**** Passage for review ****

~Marci Resnicoff RN, Practice Committee

February 2012
Practice self care then translate that to bedside and staff side. Live as you teach others to live!
~Andi Williams, AHNA Practice Committee

January 2012
To be authentic when teaching, walk your talk. People can intuitively feel when you are telling them to do something you don't practice yourself.


December 2011
I use the hand sanitizer dispensers outside patients’ rooms to "sanitize" as well as ground and center myself.  I enter the room after the gel is completely absorbed.  As I gently rub the gel into my hands, I remind myself that my "being with" another carries a silent power which permits me to bear witness to a passage, to ease an emotional burden or to begin a healing process regardless of outcome.
~Maura McDonald, is an advanced holistic Nurse Practitioner providing tobacco treatment support in a 600+ hospital in Portland, Maine.

November 2011
Holism starts with self care and our self in balance then we can bring this balance into our practice. What self care activities did you do today? Every day? 

October 2011
When pain management medications for a stressed out patient aren't working, I gently place one hand on the patient's head, the other on his/her upper chest area and ask the patient to close his/her eyes and slowly and deeply breathe with me as I lead him/her through a guided meditation. Patients are usually asleep within 5 minutes. 
~ Marci Resnicoff RN, Practice Committee

September 2011
Feeling overwhelmed? Time is an illusion. Move into the timeless present moment through focusing on your breath and feel your alert awareness and clarity return. You cannot overdose on focused breathing!

August 2011
Get an extra hour of sleep on a regular basis. You function better and have more energy!

July 2011
Feeling overwhelmed? Time is an illusion. Move into the timeless present moment through focusing on your breath and feel your alert awareness and clarity return. You cannot over dose on focused breathing!

June 2011
Since we are getting more computerized at work with our charting now, one of my most frequently used passwords is partly a nickname for a family pet who is a heart-centered bundle of love. Just typing his nickname fills me with a calming sense of open-heartedness. (Eva Selhub, MD wrote a book called The Love Response which gave me the idea).
~ Marci Resnicoff RN, Practice Committee

May 2011
Trust your intuition when you feel to linger with the other person. Often a simple, “What else?” with a gentle pause and smile is enough to give permission for the next layer to be revealed to you.

April 2011
Before starting your car to drive to work, STOP, take a few easy deep breaths. Feel the deep sense of Stillness rise up in your body. Start the car and drive to work in this place of alert awareness.

March 2011
Be person centered rather than task centered.
~ Andi Williams, Practice Committee

February 2011
Do an “intentional” assessment rather than collect physiological data. Assess the patient and still focus healing intention, touch and caring while gathering information at the same time.

**** Information shown ****

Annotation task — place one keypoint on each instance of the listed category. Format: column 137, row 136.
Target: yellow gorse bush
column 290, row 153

****

> _Assignment 1_
Answer each question from the monthly practice tips.
(a) According to the December 2011 tip, what does the writer wait for before entering a patient's room?
(b) According to the October 2011 tip, how soon are patients usually asleep?
(c) Which book gave the writer of the June 2011 tip the idea for the password?
> _Assignment 2_
Using the monthly practice tips, explain why the January 2012 tip says to practice what you teach.
> _Assignment 3_
Write out the part of the monthly practice tips that begins at the words "November 2011" and stops after "overdose on focused breathing!".

> _Task output 1_
(a) For the hand sanitizer gel to be completely absorbed.
(b) Within 5 minutes.
(c) The Love Response by Eva Selhub, MD.

> _Task output 2_
Practicing what you teach makes your teaching authentic. People can sense when you tell them to do something you don't do yourself.

> _Task output 3_
November 2011
Holism starts with self care and our self in balance then we can bring this balance into our practice. What self care activities did you do today? Every day? 

October 2011
When pain management medications for a stressed out patient aren't working, I gently place one hand on the patient's head, the other on his/her upper chest area and ask the patient to close his/her eyes and slowly and deeply breathe with me as I lead him/her through a guided meditation. Patients are usually asleep within 5 minutes. 
~ Marci Resnicoff RN, Practice Committee

September 2011
Feeling overwhelmed? Time is an illusion. Move into the timeless present moment through focusing on your breath and feel your alert awareness and clarity return. You cannot overdose on focused breathing!